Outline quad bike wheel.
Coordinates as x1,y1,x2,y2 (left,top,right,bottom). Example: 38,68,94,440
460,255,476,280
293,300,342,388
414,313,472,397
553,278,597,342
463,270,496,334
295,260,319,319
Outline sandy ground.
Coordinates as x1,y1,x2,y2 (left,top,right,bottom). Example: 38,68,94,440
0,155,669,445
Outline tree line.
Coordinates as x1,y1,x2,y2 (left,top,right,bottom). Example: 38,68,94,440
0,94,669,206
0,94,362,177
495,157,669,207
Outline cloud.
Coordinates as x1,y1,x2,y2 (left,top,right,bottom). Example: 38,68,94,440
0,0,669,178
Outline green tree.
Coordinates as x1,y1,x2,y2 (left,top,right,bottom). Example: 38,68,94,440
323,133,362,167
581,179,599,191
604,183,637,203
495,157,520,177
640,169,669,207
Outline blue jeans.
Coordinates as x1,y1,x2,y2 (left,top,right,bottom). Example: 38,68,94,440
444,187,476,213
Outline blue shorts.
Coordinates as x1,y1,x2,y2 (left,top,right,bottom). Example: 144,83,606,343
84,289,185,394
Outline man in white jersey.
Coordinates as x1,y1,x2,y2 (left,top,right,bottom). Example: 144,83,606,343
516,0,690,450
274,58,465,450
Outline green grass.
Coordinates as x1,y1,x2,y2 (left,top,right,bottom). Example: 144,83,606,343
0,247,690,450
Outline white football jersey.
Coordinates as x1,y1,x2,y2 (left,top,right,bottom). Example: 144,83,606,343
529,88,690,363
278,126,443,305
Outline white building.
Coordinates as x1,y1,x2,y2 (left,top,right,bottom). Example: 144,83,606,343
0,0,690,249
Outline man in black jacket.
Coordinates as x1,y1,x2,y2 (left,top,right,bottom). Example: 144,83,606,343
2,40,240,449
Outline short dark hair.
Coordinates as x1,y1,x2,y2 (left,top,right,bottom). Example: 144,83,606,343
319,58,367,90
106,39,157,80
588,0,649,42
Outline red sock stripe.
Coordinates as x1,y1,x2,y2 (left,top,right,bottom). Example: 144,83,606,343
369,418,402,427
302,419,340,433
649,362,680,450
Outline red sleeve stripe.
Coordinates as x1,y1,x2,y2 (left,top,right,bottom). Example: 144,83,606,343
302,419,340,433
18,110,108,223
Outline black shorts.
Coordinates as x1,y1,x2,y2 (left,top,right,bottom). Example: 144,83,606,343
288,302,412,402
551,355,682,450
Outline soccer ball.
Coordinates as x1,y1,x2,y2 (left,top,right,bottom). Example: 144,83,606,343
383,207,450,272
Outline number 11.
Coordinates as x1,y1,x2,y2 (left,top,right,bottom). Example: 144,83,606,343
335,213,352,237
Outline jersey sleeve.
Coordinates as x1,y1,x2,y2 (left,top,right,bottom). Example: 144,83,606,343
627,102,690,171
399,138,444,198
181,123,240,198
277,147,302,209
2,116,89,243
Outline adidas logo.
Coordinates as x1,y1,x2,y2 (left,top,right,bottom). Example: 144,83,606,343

→ Work instructions:
Reproduce the whole listing above word for word, line by line, with nothing added, dropped or changed.

→ Task result:
Outline quad bike wheel.
Coordinates as x1,y1,x2,y2 (left,top,right,bottom). Example: 38,68,94,440
460,255,476,280
293,300,342,388
414,313,472,397
553,278,597,342
463,270,496,334
295,260,319,319
Outline sandy ground.
Coordinates as x1,y1,x2,y2 (left,top,right,bottom). Example: 38,68,94,440
0,155,669,445
Outline tree line.
Coordinates as x1,y1,x2,y2 (left,top,right,bottom). Example: 38,68,94,440
0,94,669,206
0,94,362,177
495,157,669,207
Outline cloud.
Coordinates as x1,y1,x2,y2 (left,top,right,bottom). Example: 38,68,94,440
0,0,669,178
Outline green tree.
Coordinates as x1,y1,x2,y2 (left,top,right,bottom). Example: 38,68,94,440
323,133,362,167
581,179,599,191
604,183,637,203
495,157,520,177
640,169,669,207
Outline blue jeans.
Coordinates as x1,y1,x2,y2 (left,top,right,bottom). Example: 38,68,94,440
444,187,476,213
Outline blue shorts.
Coordinates as x1,y1,x2,y2 (left,top,right,bottom). Example: 144,83,606,343
84,289,185,394
Outline man in white jersey.
Coordinates as x1,y1,x2,y2 (left,top,right,bottom). Example: 144,83,606,343
516,0,690,450
274,58,465,450
Outline green grass.
Coordinates as x1,y1,x2,y2 (left,top,right,bottom). Example: 144,83,606,343
0,247,690,450
Outline white football jersey.
Coordinates as x1,y1,x2,y2 (left,top,right,bottom). Example: 144,83,606,343
529,88,690,363
278,126,443,305
Outline white building.
Coordinates as x1,y1,x2,y2 (left,top,right,bottom). Example: 144,83,606,343
0,0,690,249
Outline man in black jacket.
Coordinates as x1,y1,x2,y2 (left,top,right,bottom). Example: 144,83,606,343
2,40,240,449
Outline short dark hair.
Coordinates as x1,y1,x2,y2 (left,top,right,bottom). Example: 144,83,606,343
319,58,367,90
106,39,157,80
588,0,649,42
Outline red sock stripe.
Coordinates as x1,y1,x2,y2 (left,top,right,bottom). Example: 144,83,606,343
369,418,402,427
302,419,340,433
649,362,680,450
Outline red sleeve stripe.
Coordinates as x1,y1,x2,y2 (left,top,right,bottom). Example: 144,83,606,343
302,419,340,433
18,110,108,223
Outline black shorts.
Coordinates as x1,y1,x2,y2 (left,top,right,bottom). Example: 144,83,606,343
288,302,412,402
551,355,682,450
Outline soccer ball.
Coordinates as x1,y1,x2,y2 (left,top,right,bottom). Example: 144,83,606,343
383,207,450,272
Outline number 11.
Coordinates as x1,y1,x2,y2 (left,top,right,bottom). Example: 144,83,606,343
335,213,352,237
Outline jersey sleeve.
Coordinates as x1,y1,x2,y2 (left,top,right,bottom). Example: 144,83,606,343
627,102,690,171
399,138,444,198
181,123,240,198
277,147,302,209
2,116,89,243
Outline adidas logo.
Coordinates as x1,y1,x2,y2 (left,top,right,bottom). Example: 144,83,606,343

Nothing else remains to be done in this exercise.